_TASK STATEMENT_:
Locate the line that contains "of the refrigerator". Copy it and every following line through the end of the records, exactly, and include nothing else.

_Recorded data_:
[start]

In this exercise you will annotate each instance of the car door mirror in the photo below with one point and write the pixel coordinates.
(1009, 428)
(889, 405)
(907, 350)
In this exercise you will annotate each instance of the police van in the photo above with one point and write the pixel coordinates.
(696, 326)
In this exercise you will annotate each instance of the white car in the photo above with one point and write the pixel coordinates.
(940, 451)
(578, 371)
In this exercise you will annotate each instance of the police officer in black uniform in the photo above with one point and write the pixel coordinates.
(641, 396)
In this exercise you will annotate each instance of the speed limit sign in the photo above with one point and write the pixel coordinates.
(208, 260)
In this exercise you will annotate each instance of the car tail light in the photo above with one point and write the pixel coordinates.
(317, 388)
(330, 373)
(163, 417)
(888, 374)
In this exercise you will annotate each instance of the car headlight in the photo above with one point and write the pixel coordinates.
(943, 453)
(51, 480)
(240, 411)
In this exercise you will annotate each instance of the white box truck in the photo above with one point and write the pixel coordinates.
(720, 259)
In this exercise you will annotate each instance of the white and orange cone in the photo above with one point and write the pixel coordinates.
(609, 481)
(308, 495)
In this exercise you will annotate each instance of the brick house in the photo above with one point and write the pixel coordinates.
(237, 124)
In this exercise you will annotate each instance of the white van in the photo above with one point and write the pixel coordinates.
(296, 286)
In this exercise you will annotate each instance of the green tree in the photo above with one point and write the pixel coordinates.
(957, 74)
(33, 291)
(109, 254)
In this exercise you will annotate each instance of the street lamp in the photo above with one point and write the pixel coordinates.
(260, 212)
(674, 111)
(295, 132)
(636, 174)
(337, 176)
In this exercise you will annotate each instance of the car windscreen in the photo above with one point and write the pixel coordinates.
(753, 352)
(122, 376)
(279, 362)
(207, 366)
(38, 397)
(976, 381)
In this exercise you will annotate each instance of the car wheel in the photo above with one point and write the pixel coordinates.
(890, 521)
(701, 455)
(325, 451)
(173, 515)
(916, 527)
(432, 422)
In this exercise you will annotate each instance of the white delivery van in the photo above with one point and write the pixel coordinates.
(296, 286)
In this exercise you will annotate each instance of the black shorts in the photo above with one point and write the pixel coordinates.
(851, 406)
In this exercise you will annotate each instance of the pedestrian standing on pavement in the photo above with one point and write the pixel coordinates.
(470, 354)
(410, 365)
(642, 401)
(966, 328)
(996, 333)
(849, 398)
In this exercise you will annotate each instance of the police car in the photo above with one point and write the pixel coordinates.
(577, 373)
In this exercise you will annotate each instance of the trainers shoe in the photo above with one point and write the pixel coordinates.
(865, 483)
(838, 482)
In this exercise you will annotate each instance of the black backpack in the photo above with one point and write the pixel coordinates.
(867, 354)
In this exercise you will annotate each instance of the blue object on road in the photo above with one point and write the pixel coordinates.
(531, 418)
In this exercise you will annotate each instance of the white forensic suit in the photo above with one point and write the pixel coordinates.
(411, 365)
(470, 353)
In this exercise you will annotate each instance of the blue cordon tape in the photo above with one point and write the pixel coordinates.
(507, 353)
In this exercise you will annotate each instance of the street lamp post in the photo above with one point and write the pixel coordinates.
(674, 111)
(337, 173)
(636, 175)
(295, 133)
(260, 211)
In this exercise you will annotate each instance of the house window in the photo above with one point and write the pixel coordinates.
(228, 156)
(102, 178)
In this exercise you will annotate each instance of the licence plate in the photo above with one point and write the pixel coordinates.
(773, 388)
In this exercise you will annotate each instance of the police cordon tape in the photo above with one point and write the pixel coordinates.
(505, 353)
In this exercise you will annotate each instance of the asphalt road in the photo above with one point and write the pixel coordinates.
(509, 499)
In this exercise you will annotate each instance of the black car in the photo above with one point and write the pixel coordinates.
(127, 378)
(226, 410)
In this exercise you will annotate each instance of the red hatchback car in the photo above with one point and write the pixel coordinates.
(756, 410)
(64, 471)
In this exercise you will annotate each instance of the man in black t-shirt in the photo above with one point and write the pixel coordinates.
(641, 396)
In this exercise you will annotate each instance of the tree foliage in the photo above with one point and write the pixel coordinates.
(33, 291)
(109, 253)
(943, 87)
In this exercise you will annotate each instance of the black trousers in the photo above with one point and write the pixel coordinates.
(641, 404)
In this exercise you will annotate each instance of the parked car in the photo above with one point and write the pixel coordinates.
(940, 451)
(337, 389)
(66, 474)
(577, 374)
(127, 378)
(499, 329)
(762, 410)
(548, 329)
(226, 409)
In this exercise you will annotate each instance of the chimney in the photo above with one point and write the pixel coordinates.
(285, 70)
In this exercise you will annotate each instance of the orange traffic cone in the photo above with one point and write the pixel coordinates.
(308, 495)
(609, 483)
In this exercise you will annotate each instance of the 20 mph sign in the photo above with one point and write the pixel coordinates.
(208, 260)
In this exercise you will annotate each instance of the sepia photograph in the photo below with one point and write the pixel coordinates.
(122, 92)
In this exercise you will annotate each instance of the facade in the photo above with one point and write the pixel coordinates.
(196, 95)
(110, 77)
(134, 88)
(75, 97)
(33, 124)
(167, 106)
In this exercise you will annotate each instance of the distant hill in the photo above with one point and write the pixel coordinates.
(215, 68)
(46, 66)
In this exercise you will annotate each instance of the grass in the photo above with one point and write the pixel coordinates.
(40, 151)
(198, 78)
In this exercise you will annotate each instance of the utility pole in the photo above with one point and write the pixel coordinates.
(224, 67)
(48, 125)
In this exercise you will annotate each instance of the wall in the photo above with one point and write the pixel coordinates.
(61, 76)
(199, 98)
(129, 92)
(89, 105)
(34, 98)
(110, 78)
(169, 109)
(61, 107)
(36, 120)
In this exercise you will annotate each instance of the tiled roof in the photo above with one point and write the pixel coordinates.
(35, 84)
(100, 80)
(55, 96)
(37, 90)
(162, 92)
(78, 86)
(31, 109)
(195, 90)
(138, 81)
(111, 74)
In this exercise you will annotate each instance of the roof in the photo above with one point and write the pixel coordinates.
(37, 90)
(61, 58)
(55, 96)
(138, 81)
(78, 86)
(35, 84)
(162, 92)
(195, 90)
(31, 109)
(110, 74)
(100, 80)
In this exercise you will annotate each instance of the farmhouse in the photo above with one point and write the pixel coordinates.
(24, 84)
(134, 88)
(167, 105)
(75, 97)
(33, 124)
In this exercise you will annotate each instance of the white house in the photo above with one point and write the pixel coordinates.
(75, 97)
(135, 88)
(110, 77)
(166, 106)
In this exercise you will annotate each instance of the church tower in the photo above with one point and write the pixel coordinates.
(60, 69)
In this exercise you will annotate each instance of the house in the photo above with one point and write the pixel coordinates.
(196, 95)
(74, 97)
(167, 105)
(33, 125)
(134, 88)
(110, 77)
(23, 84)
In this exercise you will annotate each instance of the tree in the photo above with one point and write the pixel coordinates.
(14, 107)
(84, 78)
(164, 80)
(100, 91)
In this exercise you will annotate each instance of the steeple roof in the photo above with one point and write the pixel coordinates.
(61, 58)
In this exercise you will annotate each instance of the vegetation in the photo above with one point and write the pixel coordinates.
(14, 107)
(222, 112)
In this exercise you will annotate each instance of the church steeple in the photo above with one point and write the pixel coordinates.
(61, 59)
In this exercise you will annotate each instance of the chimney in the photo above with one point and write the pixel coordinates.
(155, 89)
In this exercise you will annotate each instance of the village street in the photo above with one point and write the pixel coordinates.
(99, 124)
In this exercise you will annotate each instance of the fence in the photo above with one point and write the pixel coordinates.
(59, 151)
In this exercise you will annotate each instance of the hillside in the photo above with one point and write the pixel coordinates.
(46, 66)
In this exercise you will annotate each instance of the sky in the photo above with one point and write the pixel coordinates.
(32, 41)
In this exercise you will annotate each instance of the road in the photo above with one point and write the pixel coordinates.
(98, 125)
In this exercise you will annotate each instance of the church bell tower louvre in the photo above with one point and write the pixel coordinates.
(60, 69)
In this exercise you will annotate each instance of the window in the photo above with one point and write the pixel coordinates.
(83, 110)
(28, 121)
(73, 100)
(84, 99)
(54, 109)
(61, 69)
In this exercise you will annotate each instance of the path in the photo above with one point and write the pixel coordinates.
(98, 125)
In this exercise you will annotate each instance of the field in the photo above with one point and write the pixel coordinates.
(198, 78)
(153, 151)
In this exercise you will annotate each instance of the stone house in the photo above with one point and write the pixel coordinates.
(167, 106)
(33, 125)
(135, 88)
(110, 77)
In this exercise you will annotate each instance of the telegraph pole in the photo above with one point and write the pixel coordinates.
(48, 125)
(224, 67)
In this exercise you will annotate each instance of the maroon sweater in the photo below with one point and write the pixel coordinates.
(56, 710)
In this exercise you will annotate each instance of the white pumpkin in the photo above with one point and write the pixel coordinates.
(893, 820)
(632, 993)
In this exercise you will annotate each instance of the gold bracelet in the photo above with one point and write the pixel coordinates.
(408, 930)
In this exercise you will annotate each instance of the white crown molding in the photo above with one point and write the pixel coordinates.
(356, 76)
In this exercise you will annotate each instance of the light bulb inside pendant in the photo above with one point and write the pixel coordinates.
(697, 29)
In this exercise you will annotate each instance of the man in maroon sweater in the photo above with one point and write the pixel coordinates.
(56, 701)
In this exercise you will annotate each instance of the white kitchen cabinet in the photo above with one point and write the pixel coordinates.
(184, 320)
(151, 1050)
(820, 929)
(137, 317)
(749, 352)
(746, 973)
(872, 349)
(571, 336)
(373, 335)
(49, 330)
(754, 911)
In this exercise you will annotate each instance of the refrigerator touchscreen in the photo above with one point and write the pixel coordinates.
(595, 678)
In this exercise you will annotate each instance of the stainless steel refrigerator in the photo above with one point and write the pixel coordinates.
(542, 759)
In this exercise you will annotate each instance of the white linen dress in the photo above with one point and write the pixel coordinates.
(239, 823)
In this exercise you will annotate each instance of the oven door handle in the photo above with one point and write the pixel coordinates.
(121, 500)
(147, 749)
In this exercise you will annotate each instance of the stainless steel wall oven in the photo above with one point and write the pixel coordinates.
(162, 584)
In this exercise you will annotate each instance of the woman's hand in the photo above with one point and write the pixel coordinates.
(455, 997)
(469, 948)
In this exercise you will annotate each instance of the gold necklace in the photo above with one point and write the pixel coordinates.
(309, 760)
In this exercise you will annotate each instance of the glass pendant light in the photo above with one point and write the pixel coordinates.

[end]

_TASK SOLUTION_:
In this exercise you will annotate each instance of the refrigerator touchscreen in the photo above with one point and write the pixel coordinates.
(595, 678)
In this exercise you will annotate each instance of the stainless steel refrigerator in the photo above with one point and write the pixel coordinates.
(542, 759)
In this exercise you will annotate each instance of the white linen dress in the photo above with one point and write the pixel coordinates.
(239, 823)
In this exercise you will annotate each instance of the oven door handle in the photo above with one point and write the pixel coordinates.
(121, 500)
(147, 749)
In this exercise you will annotate each instance of the stainless steel wall oven in the photo above with one point and write the pixel coordinates.
(162, 584)
In this exercise you will annotate each instance of the woman's hand in the photo above with one point and write the pixel coordinates.
(455, 997)
(469, 948)
In this exercise you will annotate each instance of the gold necklace in the photo above with one point and write the pixel coordinates.
(309, 760)
In this exercise you will annotate each instance of the glass pendant light in the photo above with one point and write the pixel coordinates.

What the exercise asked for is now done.